**GOAL OF THE EXERCISE:** Render every item below as a JSON list of strings, one string per line, with blank lines omitted.
— Begin RECORDS SUPPLIED —
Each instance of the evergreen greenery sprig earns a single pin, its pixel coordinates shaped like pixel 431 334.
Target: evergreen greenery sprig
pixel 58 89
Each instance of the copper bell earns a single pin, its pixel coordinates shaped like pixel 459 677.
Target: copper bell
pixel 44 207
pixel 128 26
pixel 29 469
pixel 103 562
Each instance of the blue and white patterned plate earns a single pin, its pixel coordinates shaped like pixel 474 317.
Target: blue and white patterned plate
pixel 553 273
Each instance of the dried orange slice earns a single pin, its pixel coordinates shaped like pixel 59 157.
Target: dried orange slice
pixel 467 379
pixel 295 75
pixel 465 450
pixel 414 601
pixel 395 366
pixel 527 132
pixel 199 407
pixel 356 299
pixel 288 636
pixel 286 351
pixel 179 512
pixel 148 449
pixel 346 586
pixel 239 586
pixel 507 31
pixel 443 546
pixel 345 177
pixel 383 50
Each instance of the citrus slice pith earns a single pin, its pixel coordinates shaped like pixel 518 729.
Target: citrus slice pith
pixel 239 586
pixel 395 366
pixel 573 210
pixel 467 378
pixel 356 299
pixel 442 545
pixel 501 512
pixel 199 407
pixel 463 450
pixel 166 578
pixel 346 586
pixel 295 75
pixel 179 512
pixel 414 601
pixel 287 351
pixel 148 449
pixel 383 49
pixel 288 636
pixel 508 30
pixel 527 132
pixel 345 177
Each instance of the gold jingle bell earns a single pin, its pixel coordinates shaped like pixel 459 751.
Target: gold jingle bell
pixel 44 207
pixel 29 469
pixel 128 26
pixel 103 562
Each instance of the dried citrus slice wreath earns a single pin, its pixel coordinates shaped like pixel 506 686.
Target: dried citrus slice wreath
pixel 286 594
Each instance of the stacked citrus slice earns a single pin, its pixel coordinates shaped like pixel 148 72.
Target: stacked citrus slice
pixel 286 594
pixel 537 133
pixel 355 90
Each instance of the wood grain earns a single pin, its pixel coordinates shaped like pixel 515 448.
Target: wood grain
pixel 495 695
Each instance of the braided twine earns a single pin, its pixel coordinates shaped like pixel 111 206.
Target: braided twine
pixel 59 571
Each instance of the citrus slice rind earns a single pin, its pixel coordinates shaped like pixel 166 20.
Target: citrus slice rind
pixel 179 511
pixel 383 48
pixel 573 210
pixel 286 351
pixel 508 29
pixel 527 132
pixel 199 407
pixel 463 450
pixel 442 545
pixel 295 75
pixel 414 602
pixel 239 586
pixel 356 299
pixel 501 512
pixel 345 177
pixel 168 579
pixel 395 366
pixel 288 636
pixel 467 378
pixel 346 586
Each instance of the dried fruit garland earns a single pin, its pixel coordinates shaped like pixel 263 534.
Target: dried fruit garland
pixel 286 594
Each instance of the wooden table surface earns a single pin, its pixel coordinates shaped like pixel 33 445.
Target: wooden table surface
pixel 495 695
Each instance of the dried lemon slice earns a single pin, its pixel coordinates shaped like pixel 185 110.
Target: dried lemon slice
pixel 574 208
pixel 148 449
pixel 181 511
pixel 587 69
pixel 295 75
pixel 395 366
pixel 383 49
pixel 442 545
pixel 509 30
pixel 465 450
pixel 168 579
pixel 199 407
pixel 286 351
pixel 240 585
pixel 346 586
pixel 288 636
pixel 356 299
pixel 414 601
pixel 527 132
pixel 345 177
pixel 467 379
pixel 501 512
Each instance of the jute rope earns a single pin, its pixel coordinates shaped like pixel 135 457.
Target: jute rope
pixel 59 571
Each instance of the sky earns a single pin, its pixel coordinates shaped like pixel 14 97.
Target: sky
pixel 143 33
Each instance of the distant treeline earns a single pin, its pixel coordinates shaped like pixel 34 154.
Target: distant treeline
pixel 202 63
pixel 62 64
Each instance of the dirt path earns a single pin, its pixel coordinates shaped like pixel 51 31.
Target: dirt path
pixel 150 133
— End RECORDS SUPPLIED —
**EXERCISE ANSWER:**
[
  "Each instance of the evergreen greenery sprig earns a single pin, its pixel coordinates shaped like pixel 431 334.",
  "Target: evergreen greenery sprig",
  "pixel 58 89",
  "Each instance of the copper bell earns a single pin, its pixel coordinates shaped like pixel 459 677.",
  "Target: copper bell",
  "pixel 44 207",
  "pixel 128 26",
  "pixel 29 469",
  "pixel 103 562",
  "Each instance of the blue and white patterned plate earns a single pin, its pixel coordinates shaped like pixel 474 317.",
  "Target: blue and white patterned plate",
  "pixel 553 273",
  "Each instance of the dried orange slice earns a single pin, its pixel coordinates shaped like pixel 59 157.",
  "Target: dried orange slice",
  "pixel 467 379",
  "pixel 295 75",
  "pixel 465 450",
  "pixel 414 601",
  "pixel 395 366",
  "pixel 527 132",
  "pixel 199 407",
  "pixel 356 299",
  "pixel 288 636",
  "pixel 286 351",
  "pixel 179 512",
  "pixel 148 449",
  "pixel 346 586",
  "pixel 239 586",
  "pixel 507 31",
  "pixel 443 546",
  "pixel 345 177",
  "pixel 383 50",
  "Each instance of the citrus slice pith earns a single pin, its pixel coordinates shaped like pixel 518 729.",
  "Target: citrus slice pith",
  "pixel 239 586",
  "pixel 395 366",
  "pixel 573 210",
  "pixel 467 378",
  "pixel 356 299",
  "pixel 442 545",
  "pixel 501 512",
  "pixel 199 407",
  "pixel 463 450",
  "pixel 166 578",
  "pixel 346 586",
  "pixel 295 75",
  "pixel 179 512",
  "pixel 414 601",
  "pixel 287 351",
  "pixel 148 449",
  "pixel 383 49",
  "pixel 288 636",
  "pixel 508 30",
  "pixel 527 132",
  "pixel 345 177",
  "Each instance of the gold jingle bell earns a single pin, its pixel coordinates shaped like pixel 459 751.",
  "Target: gold jingle bell",
  "pixel 44 207",
  "pixel 29 469",
  "pixel 128 26",
  "pixel 103 562",
  "Each instance of the dried citrus slice wreath earns a single pin, its pixel coordinates shaped like pixel 506 686.",
  "Target: dried citrus slice wreath",
  "pixel 286 594",
  "Each instance of the stacked citrus slice earns a single pin, its pixel coordinates shaped like pixel 148 72.",
  "Target: stacked citrus slice",
  "pixel 286 594",
  "pixel 537 133",
  "pixel 355 90",
  "Each instance of the wood grain earns a single pin, its pixel coordinates shaped like pixel 515 448.",
  "Target: wood grain",
  "pixel 495 695",
  "Each instance of the braided twine earns a single pin, its pixel coordinates shaped like pixel 111 206.",
  "Target: braided twine",
  "pixel 59 571",
  "Each instance of the citrus slice rind earns a single pin, its pixel coordinates shaped like pixel 166 20.",
  "Target: citrus slice rind",
  "pixel 179 511",
  "pixel 383 48",
  "pixel 573 210",
  "pixel 286 351",
  "pixel 508 29",
  "pixel 527 132",
  "pixel 199 407",
  "pixel 463 450",
  "pixel 442 545",
  "pixel 295 75",
  "pixel 414 602",
  "pixel 239 586",
  "pixel 356 299",
  "pixel 501 512",
  "pixel 345 177",
  "pixel 168 579",
  "pixel 395 366",
  "pixel 288 636",
  "pixel 467 378",
  "pixel 346 586",
  "Each instance of the dried fruit garland earns a single pin, its pixel coordinates shaped like pixel 263 534.",
  "Target: dried fruit garland",
  "pixel 286 594",
  "Each instance of the wooden table surface earns a single pin, its pixel coordinates shaped like pixel 33 445.",
  "Target: wooden table surface",
  "pixel 495 695",
  "Each instance of the dried lemon slice earns a single pin, its pixel coordinates shaped like pixel 185 110.",
  "Target: dried lemon slice",
  "pixel 574 208",
  "pixel 148 449",
  "pixel 181 511",
  "pixel 587 69",
  "pixel 295 75",
  "pixel 395 366",
  "pixel 383 49",
  "pixel 442 545",
  "pixel 509 30",
  "pixel 465 450",
  "pixel 168 579",
  "pixel 199 407",
  "pixel 286 351",
  "pixel 240 585",
  "pixel 346 586",
  "pixel 288 636",
  "pixel 356 299",
  "pixel 414 601",
  "pixel 527 132",
  "pixel 345 177",
  "pixel 467 379",
  "pixel 501 512",
  "Each instance of the jute rope earns a single pin, its pixel coordinates shaped like pixel 135 457.",
  "Target: jute rope",
  "pixel 59 571",
  "Each instance of the sky earns a single pin, its pixel coordinates shaped like pixel 14 97.",
  "Target: sky",
  "pixel 143 33",
  "Each instance of the distant treeline earns a single pin, its pixel coordinates shaped like pixel 34 154.",
  "Target: distant treeline",
  "pixel 202 63",
  "pixel 62 64",
  "Each instance of the dirt path earns a single pin, its pixel coordinates shaped like pixel 51 31.",
  "Target: dirt path",
  "pixel 150 133"
]